Referring expression pointing data:
▬▬▬

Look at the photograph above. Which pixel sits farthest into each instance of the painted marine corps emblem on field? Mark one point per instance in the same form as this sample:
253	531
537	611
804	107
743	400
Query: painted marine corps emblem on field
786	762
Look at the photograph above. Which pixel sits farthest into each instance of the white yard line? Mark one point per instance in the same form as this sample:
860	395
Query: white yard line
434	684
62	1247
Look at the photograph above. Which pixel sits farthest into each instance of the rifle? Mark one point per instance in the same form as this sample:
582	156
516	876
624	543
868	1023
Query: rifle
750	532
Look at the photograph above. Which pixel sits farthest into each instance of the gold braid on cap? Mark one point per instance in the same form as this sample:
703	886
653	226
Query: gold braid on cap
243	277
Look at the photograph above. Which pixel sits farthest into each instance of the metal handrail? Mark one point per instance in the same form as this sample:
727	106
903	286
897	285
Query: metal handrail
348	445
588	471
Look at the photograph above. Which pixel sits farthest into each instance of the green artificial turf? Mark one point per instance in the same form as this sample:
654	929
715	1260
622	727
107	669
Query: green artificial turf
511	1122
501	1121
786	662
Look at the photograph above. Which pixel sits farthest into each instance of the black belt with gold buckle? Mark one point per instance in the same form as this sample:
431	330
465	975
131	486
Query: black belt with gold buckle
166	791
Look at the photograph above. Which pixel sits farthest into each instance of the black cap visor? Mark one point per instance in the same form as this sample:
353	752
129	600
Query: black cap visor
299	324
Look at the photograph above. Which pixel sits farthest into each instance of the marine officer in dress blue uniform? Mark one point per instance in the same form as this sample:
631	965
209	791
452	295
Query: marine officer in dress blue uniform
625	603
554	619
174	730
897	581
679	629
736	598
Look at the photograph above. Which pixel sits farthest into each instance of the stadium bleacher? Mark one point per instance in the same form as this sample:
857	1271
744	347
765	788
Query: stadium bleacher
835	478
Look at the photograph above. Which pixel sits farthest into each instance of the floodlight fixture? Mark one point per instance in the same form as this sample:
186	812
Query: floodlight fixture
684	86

▬▬▬

## WORK TO COMPLETE
Retype the records, line for line.

## SOLUTION FOR THIS PROBLEM
Look at the photograph above. Which pixel sits farthest into each instance of the painted marine corps emblem on field? Mark one point per instance in the same form as this sample:
253	531
537	611
804	107
743	400
Query: painted marine corps emblem on field
786	762
Look at the photograph above. Which pixel sits farthest into each instance of the white yard line? Mark one point per instance in the same form as this sample:
860	395
Query: white yard line
434	684
62	1247
Look at the photograph above. Which pixel sits farthest into each instance of the rifle? Mark one point per instance in the same form as this sample:
582	156
516	876
624	543
868	1023
Query: rifle
750	532
Look at the photograph above. Which pixel sits farthest into each instance of the gold braid on cap? Mark one point per instance in the same form as this sample:
703	886
653	226
Query: gold braid on cap
243	277
Look at the photograph above. Which pixel sits farthest into each instance of the metal handrail? Mark one point per instance in the same form as this sample:
727	106
903	286
897	285
Query: metal handrail
348	445
588	471
Look at the photograph above. Which pixel sits farthest into each instance of the green artificial turf? Mark one point per instance in the same form as this sample:
654	929
715	1260
622	727
107	669
Query: green artificial turf
511	1122
501	1121
786	662
Look at the photograph above. Which pixel sits farthest into each instance of the black belt with gold buckle? Mark one point per instance in the same form as this sample:
431	330
465	975
131	486
Query: black belt with gold buckle
166	791
Look at the photograph above. Which pixel sits farthest into each instance of the black cap visor? Mark one point per instance in the same form as this sample:
353	752
129	600
Query: black cap visor
299	324
Look at the photograph above. Which pixel sits farthest into each instance of the marine officer in dress blue uniform? Mark one point per instance in the same form as this sample:
631	965
209	791
452	295
Query: marine officer in dress blue uniform
625	603
554	619
174	730
897	581
679	629
736	598
Look at the photograph above. Which pixel sits farthest into each instance of the stadium bleacher? Mark one point per instance in the same form as this sample:
857	1271
744	347
765	788
Query: stadium bleacher
835	478
Look at the photograph above. Which pixel sits farthest into each instance of the floodlight fixture? Mark one point per instance in the same form as this sample:
186	812
Query: floodlight fixture
684	86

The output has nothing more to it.